• _TAREFAS A REALIZAR_:
a) Reproduza, do texto sobre masculinidade e profissões, tudo o que vai desde "Masculinidade e Profissões: Discursos e Resistências" até "Tecnologia, 519 páginas.".
b) Enumere as profissões que o texto sobre masculinidade e profissões indica como objeto de comparação no livro.
c) Dê seguimento ao texto sobre masculinidade e profissões a partir da sua última frase.

• _TEXTO DO DOCUMENTO_:
..........

Masculinidade e Profissões: Discursos e Resistências
Marques, António Manuel (2011), Masculinidade e Profissões: Discursos e
Resistências, Lisboa, Fundação Calouste Gulbenkian e Fundação para a Ciência e
a Tecnologia, 519 páginas.
Nuno Santos Carneiro
Centro de Psicologia da Universidade do Porto
Department of Psychology ' Manchester Metropolitan University
Resultado da tese de doutoramento de António Manuel Marques em psicologia
social e organizacional pelo ISCTE-IUL, este livro de invulgar qualidade
confere centralidade à psicologia social do género, analisando as dinâmicas
processuais de edificação sociocultural, ideológica, relacional e subjetiva da
masculinidade, comparando quatro profissões ' a cirurgia geral, a magistratura
judicial, a montagem de offset e a condução de táxis ' onde tais dinâmicas
encontram palco discursivo e se intersetam com a cultura organizacional própria
de cada um destes lugares ocupacionais. Como diz o autor, o "contributo
[destas profissões] para a posição social dos que se dedicam a elas, a natureza
do trabalho executado e a dinâmica de admissão de mulheres no seu interior
fazem de cada profissão [numérica, simbólica e tradicionalmente dominada por
homens] um contexto original, aumentando as hipóteses de as comparar entre
si" (p. 453).

..........

• _REGISTOS DE DADOS_:
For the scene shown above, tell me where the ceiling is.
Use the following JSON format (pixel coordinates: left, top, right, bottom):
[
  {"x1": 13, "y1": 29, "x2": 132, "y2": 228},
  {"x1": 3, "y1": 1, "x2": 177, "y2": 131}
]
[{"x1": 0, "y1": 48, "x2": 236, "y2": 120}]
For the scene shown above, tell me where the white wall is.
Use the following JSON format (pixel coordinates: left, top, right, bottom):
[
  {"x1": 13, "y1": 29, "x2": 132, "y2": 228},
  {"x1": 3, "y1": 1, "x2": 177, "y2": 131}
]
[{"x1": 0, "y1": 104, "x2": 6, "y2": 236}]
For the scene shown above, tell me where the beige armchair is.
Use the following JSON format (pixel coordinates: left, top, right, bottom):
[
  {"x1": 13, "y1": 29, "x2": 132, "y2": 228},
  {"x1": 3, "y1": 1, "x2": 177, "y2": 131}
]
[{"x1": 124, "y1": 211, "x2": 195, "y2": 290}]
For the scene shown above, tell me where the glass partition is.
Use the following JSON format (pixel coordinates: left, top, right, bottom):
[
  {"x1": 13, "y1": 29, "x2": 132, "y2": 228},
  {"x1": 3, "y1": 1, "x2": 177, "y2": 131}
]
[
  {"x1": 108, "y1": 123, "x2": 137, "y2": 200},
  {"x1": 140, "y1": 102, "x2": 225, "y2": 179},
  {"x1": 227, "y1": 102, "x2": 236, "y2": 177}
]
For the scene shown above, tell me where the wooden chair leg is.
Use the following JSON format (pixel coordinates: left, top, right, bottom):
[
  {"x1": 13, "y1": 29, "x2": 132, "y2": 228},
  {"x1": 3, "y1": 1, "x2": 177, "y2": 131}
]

..........

• _RESPOSTAS AO EXERCÍCIO_:
a)
Masculinidade e Profissões: Discursos e Resistências
Marques, António Manuel (2011), Masculinidade e Profissões: Discursos e
Resistências, Lisboa, Fundação Calouste Gulbenkian e Fundação para a Ciência e
a Tecnologia, 519 páginas.

b) A cirurgia geral, a magistratura judicial, a montagem de offset e a condução de táxis.

c)
Trata-se de um trabalho de investigação que refletepercursos ' assim lhes chama
o autor com acutilância semântica transversal ao trabalho e ancorante da
estruturação do mesmo ' através dos quais só não se enriquece quem não fizer do
livro leitura tão cuidada quanto este merece. São percursos epistémicos,
heurísticos, conceptuais, metodológicos, (meta-) analíticos e reflexivos
capazes de suscitarem indagações e propostas interpretativas (sabiamente nunca
encerradas) sobre os objetos de estudo. O que, desde logo, nestas indagações
encontro de preciosa contribuição é uma inquietação (des)construtiva e crítica
a respeito do que chamaria de espaços intersticiais múltiplos ' esses hiatos,
essas fendas, esses vazios sempre existentes entre conceitos, metodologias,
quadros epistémicos, posições autorreflexivas, falas e silêncios de
protagonistas de uma investigação ' que António Manuel Marques se dedica a
explorar com um fôlego e com uma dedicação ímpares. Assim acontece, a título de
exemplos, quando procede a uma sistematização tão complexa quanto atualizada
dos debates epistemológicos sobre os estatutos da "ciência" e das
"comunidades científicas" (com trasladação destes debates para o
campo da psicologia social), quando se debruça sobre o que pode ser atualmente
o recurso à Teoria das Representações Sociais, sem facilitismos a respeito das
críticas que a esta Teoria se levantam e com o muito trabalhado esforço de
contextualização deste quadro meta-conceptual, bem como quando muito
originalmente elenca as origens, a originalidade, a diversidade e a importância
de inscrição heurística e académica das perspetivas discursivas na psicologia
(social).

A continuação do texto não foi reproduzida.